--- Input records Enclosed Below ---

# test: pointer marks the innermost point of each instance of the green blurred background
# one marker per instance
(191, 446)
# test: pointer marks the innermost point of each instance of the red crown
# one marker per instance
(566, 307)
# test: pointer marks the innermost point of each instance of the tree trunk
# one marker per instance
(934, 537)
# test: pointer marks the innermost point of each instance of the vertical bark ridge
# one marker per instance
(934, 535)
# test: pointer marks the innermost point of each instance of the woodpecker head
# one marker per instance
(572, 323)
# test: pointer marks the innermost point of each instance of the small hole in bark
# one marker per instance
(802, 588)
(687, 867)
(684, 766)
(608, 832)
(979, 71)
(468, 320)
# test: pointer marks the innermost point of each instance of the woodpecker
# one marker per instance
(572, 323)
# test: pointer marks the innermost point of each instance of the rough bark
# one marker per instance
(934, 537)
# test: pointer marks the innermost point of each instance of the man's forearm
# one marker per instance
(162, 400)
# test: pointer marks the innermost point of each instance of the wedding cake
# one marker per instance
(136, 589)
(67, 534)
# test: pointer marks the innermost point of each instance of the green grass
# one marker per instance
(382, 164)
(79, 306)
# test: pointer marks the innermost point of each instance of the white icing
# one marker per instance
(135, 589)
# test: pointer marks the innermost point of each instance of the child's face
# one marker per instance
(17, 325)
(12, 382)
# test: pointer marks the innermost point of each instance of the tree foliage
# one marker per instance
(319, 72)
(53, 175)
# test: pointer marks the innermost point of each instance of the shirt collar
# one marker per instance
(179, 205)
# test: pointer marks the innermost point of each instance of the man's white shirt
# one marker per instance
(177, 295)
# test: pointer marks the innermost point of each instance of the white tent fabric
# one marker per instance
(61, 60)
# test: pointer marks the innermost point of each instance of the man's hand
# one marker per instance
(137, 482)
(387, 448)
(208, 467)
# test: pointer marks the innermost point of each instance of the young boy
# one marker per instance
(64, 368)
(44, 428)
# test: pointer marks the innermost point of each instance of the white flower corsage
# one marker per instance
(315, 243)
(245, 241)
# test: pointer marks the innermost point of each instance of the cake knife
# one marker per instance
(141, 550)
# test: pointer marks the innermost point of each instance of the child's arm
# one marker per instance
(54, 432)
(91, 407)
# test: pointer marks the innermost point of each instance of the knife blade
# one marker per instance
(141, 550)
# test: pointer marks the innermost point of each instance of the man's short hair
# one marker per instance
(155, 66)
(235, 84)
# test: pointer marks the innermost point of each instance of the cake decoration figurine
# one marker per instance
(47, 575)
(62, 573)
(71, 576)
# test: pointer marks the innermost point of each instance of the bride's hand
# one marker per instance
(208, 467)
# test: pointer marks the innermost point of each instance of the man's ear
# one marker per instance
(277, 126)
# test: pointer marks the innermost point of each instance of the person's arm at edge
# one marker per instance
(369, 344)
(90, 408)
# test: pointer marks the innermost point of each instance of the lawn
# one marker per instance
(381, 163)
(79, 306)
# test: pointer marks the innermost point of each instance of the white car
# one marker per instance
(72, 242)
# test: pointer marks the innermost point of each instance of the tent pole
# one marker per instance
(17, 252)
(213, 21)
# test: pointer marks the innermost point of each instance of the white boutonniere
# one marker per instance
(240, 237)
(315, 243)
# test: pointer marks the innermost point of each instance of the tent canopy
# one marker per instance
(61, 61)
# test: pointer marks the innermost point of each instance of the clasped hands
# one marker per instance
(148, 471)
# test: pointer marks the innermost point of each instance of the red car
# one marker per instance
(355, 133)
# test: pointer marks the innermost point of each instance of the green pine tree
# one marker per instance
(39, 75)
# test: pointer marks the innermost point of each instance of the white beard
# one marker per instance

--- End of Enclosed Input records ---

- Work instruction -
Out of the records above, pick each line that contains the string "white".

- Solution to the exercise -
# test: pointer marks the innermost point of each instance of the white icing
# test: pointer marks the innermost point of each instance of the man's white shirt
# test: pointer marks the innermost point of each instance of the white tent fabric
# test: pointer marks the innermost point of each instance of the white flower corsage
# test: pointer marks the innermost point of each instance of the white car
# test: pointer marks the innermost point of each instance of the white boutonniere
# test: pointer marks the innermost point of each instance of the white beard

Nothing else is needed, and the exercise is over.